*Supplied records*:
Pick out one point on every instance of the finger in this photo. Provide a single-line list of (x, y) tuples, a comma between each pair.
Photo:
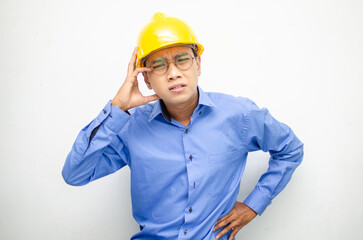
[(234, 232), (224, 231), (152, 98), (137, 71), (222, 222), (132, 63), (225, 217)]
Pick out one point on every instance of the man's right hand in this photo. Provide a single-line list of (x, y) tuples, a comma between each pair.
[(129, 95)]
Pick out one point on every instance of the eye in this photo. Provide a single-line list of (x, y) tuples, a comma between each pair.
[(159, 62), (183, 58)]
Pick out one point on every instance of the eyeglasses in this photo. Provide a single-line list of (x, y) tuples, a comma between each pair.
[(183, 61)]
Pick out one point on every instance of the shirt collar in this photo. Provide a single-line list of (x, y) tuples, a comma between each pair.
[(160, 108)]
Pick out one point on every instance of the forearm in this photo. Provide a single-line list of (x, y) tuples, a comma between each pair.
[(98, 150)]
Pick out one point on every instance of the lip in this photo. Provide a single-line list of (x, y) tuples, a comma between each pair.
[(179, 89)]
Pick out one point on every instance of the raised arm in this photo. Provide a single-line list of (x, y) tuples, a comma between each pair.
[(99, 148)]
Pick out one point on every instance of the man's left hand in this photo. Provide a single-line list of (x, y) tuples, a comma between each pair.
[(236, 219)]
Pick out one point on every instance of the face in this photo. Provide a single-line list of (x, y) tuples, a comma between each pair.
[(175, 86)]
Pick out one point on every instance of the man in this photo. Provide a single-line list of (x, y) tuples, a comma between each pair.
[(187, 150)]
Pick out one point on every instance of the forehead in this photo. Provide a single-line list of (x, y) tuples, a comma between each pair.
[(169, 52)]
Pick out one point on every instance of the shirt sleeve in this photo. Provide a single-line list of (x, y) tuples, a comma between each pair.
[(98, 149), (286, 153)]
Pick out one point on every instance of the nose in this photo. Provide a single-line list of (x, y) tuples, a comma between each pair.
[(173, 72)]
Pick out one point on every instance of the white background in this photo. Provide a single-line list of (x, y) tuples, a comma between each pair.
[(61, 61)]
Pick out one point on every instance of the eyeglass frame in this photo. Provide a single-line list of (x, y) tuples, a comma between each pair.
[(173, 61)]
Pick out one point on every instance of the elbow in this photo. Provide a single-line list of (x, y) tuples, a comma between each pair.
[(71, 179)]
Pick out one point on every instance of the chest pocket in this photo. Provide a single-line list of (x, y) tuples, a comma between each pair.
[(225, 171)]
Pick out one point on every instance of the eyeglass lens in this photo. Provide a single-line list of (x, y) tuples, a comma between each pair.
[(183, 61)]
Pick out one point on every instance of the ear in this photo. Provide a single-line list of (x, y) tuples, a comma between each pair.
[(198, 60), (146, 80)]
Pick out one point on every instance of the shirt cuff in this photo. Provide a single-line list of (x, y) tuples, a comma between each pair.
[(113, 117), (257, 201)]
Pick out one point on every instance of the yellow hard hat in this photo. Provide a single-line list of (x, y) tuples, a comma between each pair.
[(163, 32)]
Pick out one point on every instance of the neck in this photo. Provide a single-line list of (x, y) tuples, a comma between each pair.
[(182, 112)]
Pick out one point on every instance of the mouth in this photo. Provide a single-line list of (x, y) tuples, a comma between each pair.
[(177, 87)]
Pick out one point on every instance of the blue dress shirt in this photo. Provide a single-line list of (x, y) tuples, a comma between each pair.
[(183, 179)]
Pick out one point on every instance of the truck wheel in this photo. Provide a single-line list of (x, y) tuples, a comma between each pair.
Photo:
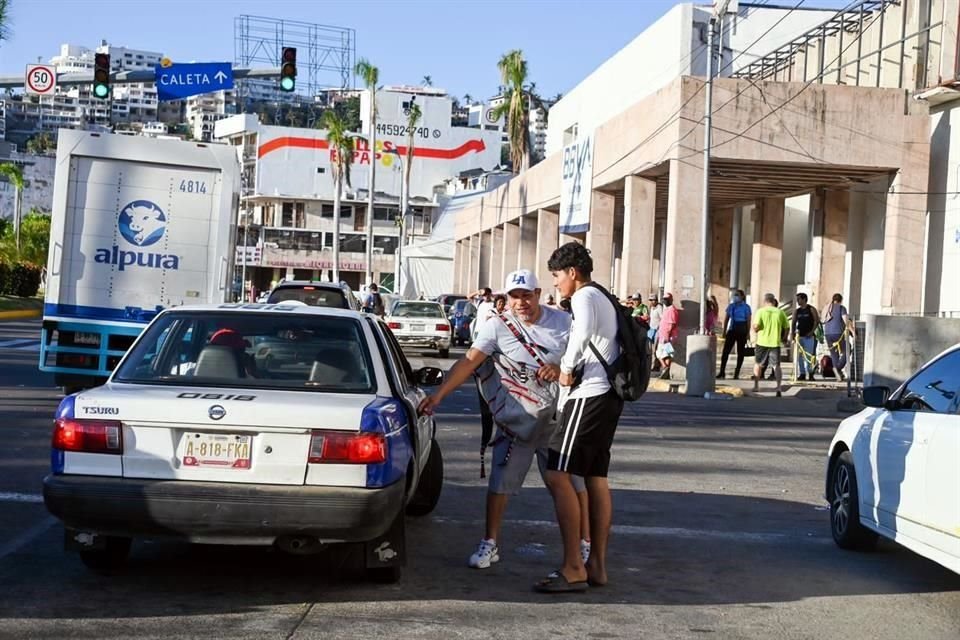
[(109, 560), (431, 484)]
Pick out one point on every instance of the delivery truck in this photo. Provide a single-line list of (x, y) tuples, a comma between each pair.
[(138, 224)]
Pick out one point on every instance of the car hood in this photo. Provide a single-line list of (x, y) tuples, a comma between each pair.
[(240, 407)]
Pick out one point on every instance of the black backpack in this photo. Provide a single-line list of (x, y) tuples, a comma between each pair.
[(629, 374)]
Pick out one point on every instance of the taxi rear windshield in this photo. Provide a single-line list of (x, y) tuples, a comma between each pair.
[(262, 350), (312, 296)]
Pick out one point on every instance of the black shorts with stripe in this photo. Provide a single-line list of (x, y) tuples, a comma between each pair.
[(581, 445)]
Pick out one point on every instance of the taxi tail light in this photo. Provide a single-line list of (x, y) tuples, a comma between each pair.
[(347, 448), (88, 436)]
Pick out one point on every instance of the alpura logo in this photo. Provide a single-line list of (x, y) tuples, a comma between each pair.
[(141, 223)]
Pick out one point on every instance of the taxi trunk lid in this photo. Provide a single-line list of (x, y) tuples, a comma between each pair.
[(220, 435)]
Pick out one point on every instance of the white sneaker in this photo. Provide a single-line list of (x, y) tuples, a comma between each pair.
[(585, 550), (487, 553)]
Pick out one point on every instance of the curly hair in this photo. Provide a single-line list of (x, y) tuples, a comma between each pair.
[(572, 254)]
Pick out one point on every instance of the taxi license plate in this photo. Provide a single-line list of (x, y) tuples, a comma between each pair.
[(221, 450)]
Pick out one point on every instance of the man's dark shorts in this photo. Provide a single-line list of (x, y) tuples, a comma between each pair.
[(581, 445), (767, 356)]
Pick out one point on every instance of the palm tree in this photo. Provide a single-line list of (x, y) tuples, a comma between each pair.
[(515, 107), (370, 76), (413, 118), (341, 155), (14, 175)]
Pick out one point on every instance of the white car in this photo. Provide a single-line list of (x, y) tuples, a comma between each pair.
[(894, 468), (420, 324), (259, 424)]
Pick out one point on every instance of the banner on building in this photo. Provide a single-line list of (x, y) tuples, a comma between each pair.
[(576, 186)]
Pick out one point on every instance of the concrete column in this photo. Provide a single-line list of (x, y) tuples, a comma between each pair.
[(527, 248), (484, 260), (721, 257), (765, 267), (682, 270), (829, 218), (682, 275), (511, 248), (462, 265), (639, 210), (495, 278), (548, 237), (600, 237), (903, 240)]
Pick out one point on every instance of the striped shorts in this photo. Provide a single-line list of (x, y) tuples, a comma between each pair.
[(581, 445)]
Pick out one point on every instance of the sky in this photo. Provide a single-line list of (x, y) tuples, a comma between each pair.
[(456, 42)]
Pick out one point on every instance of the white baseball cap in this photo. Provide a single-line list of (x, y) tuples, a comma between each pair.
[(521, 279)]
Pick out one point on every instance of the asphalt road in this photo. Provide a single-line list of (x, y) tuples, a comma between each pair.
[(720, 531)]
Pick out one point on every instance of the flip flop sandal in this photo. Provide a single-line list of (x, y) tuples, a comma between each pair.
[(557, 583)]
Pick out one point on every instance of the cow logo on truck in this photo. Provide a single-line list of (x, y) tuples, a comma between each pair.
[(142, 223)]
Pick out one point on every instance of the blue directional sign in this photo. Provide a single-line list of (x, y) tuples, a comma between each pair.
[(183, 80)]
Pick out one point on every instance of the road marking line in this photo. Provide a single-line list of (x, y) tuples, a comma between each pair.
[(673, 532), (26, 537), (34, 498)]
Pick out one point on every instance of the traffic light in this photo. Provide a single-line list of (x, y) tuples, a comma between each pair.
[(288, 69), (101, 75)]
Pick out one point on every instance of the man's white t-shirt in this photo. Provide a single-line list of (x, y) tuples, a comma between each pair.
[(594, 320), (549, 334)]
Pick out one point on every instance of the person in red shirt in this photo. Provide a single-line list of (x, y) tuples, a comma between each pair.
[(667, 334)]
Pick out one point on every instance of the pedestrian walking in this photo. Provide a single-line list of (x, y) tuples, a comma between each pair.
[(519, 354), (667, 334), (736, 330), (837, 327), (803, 328), (771, 325), (588, 421), (712, 315)]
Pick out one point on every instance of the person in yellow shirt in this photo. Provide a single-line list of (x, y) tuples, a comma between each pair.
[(771, 326)]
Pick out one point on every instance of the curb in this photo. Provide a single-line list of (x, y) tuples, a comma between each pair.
[(679, 386), (21, 314)]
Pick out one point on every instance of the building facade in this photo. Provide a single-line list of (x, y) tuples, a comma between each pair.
[(288, 189), (815, 185)]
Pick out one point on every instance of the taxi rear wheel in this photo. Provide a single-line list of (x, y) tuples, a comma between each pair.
[(110, 559), (431, 484)]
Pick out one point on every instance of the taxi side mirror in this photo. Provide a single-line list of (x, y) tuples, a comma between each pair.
[(429, 376)]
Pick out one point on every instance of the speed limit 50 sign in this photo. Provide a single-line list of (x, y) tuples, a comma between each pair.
[(41, 79)]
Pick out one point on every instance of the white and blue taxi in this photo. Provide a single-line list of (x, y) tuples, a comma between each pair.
[(261, 424)]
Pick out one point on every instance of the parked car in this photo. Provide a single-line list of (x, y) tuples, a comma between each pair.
[(315, 294), (446, 300), (461, 317), (894, 468), (198, 435), (421, 324)]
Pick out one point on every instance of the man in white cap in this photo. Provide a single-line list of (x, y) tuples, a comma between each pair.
[(528, 340)]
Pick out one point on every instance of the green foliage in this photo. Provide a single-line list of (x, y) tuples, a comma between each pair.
[(34, 241), (41, 143)]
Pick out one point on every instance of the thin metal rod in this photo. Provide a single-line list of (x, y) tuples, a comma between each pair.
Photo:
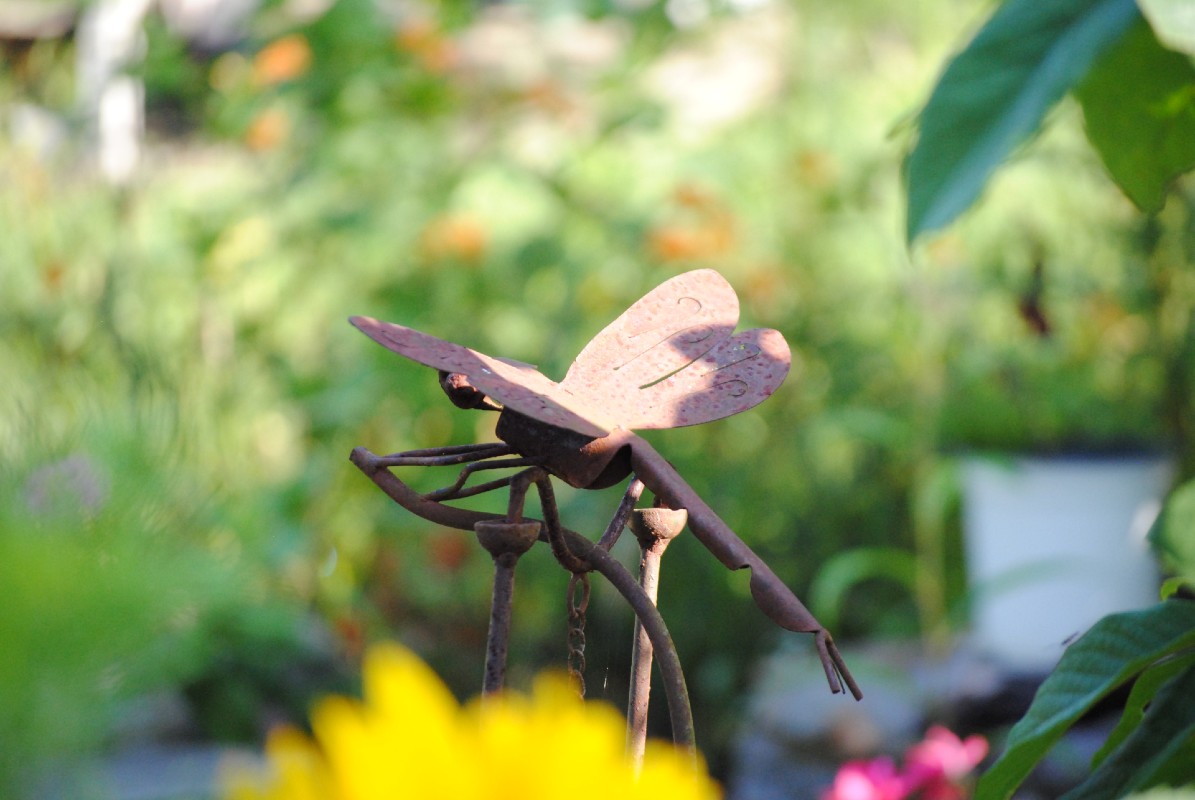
[(506, 542), (497, 641), (673, 677), (614, 530), (454, 489), (445, 456)]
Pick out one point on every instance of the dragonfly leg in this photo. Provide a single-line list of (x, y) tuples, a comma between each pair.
[(614, 530), (519, 486), (600, 561)]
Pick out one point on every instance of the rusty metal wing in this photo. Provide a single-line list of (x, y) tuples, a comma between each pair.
[(672, 360)]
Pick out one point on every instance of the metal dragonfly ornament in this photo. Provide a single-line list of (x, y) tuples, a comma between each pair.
[(669, 360)]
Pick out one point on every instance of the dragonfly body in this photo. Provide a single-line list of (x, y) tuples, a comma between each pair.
[(670, 360)]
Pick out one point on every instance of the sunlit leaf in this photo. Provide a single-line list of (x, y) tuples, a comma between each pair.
[(1116, 648), (1172, 20), (1159, 750), (1139, 105), (994, 93)]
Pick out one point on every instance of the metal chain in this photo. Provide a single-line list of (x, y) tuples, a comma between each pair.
[(576, 639)]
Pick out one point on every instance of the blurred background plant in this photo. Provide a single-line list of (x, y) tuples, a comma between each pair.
[(182, 390)]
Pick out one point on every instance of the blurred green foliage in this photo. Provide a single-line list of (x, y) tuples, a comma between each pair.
[(509, 177)]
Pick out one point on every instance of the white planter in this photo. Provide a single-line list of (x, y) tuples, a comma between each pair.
[(1053, 544)]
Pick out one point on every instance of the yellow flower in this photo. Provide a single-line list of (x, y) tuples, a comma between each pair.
[(409, 738)]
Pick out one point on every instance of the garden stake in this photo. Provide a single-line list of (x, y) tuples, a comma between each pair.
[(577, 605), (654, 529), (669, 360), (506, 542), (614, 530)]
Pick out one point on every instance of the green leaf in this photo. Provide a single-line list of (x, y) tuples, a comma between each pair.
[(1174, 535), (1139, 105), (1174, 23), (1144, 689), (1116, 648), (1162, 747), (846, 569), (996, 92), (1170, 587)]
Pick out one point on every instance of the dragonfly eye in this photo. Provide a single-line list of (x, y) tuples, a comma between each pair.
[(464, 394)]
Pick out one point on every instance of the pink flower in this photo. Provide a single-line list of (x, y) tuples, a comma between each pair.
[(868, 780), (933, 764), (933, 769)]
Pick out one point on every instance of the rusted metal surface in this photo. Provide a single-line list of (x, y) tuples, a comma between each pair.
[(654, 529), (669, 360), (506, 542), (596, 559)]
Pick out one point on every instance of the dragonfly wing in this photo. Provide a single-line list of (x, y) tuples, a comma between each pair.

*Problem requirements*:
Give back, word for word, the lines from the one with "Pick out one point on every instance of the rusted" through the last line of the entries, both included, and no other line.

*Output of the task*:
Pick out one point on every instance of the rusted metal surface in this photo. Provide a single-line list of (x, y) tuples, a comma between each pair.
[(654, 529), (669, 360), (506, 542), (596, 559)]
Pick out one point on every instance of the dragonfly wing in this photo. Provide a single-line list of (x, y) tuples, a comma between each pair.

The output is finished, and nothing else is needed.